-- Quoted text --
-- BEGIN --

Make a Relationship Work if You're in College

Maintaining a healthy relationship while in college can be tricky, whether you’re both attending the same school or if you’re trying to make it work long distance. But it is not impossible! There are many ways to make any college relationship work, whether you live close by or far apart.

Steps

Living Close By

  1. Make time for each other. College brings along all kinds of new challenges, especially in your first year. You may suddenly be very busy with classes, social activities, and studying. But, you will need to prioritize your significant other and make sure you give them an appropriate amount of time and attention.
    • Even though it’s important to give your boyfriend or girlfriend your attention, it will need to be a balance. You are obviously in college because you want to succeed in school, so make sure you are giving the right amount of time to all of your academic responsibilities.[1]
    • Sometimes, combining the priorities of school and a significant other can work, too—try having study dates, or doing homework together.
  2. Don’t lose yourself in your relationship. Similarly to making your significant other a priority and making time for them, you need to make sure you make time for yourself.
    • Taking time for yourself might seem like an easy thing to do, but you might find out it can be difficult! If you are having trouble making time for yourself, put it in your planner or on your calendar, and make sure not to schedule anything else during that time.
  3. Try not to not smother one another. If you go to the same school, or even take some of the same classes, the two of you might begin to feel a little overwhelmed from too much time together. Make sure to pencil some alone time into your schedule.[2]
  4. Communicate with one another. Talk to each other honestly and openly. Do not harbor any secrets or grievances. These omissions can end up weakening your bond, especially when they finally come out.

-- END --

-- Work to do --
**A)** In the college relationship article, what should you do if you have trouble making time for yourself?
**B)** Write the next part of the college relationship article, picking up after its final sentence.
The data that follow have nothing to do with the college relationship article.

-- Provided information --

-- BEGIN --

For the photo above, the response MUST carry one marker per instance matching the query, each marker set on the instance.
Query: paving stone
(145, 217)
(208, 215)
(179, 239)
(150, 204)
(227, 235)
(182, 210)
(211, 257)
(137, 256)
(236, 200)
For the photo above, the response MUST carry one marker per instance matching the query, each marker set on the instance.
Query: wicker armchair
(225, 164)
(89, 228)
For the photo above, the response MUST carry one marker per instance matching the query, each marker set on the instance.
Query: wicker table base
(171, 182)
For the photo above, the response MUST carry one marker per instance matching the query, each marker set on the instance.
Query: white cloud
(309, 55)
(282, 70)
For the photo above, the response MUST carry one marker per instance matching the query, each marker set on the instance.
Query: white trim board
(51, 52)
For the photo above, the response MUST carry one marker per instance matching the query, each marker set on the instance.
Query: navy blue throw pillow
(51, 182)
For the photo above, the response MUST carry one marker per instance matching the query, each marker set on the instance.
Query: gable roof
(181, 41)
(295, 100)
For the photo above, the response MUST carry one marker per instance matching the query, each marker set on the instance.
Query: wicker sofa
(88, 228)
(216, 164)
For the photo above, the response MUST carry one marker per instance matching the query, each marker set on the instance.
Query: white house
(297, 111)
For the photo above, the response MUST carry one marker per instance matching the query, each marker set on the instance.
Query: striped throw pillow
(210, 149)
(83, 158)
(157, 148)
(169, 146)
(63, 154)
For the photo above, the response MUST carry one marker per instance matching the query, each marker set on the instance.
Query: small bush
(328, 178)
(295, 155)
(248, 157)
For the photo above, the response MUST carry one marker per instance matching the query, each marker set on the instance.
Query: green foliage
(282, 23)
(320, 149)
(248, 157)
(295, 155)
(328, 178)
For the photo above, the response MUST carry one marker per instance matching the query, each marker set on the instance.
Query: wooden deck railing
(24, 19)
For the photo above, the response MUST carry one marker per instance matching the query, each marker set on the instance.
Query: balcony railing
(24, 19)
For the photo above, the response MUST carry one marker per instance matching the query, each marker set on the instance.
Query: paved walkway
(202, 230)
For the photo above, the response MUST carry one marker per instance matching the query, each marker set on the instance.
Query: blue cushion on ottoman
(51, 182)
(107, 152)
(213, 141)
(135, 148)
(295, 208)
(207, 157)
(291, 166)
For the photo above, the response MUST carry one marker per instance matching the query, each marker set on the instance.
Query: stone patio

-- END --

-- Responses per task --
**A)** Put that time in your planner or on your calendar, and don't schedule anything else during it.

**B)**
    • Simply talking isn’t necessarily good communication. Make sure you are really listening to your significant other rather than just waiting for your turn to speak.[3]
    • An advantage of living near your boyfriend or girlfriend through college is that when you communicate with them, you can also read into their body language. For example, folded arms might indicate defensiveness, while a lack of making eye contact might signal disinterest or even shame.[3]

Living Far Away

  1. Take advantage of technology. Long distance relationships are much easier to maintain today than they were a long time ago. With text messaging, social media, and video chatting, technology can allow long distance couples to feel closer to one another, even when they are far apart.
    • There are apps for smartphones that allow you and your partner to touch your thumbs to the same spot on the screen and your phone will emit a vibration.[4]
    • Video chatting services like Skype and FaceTime allow for those in long distance relationships to have face-to-face conversations rather than just talking on the phone. Download a video chatting service and get a webcam! Most new laptops come with web-cameras built in.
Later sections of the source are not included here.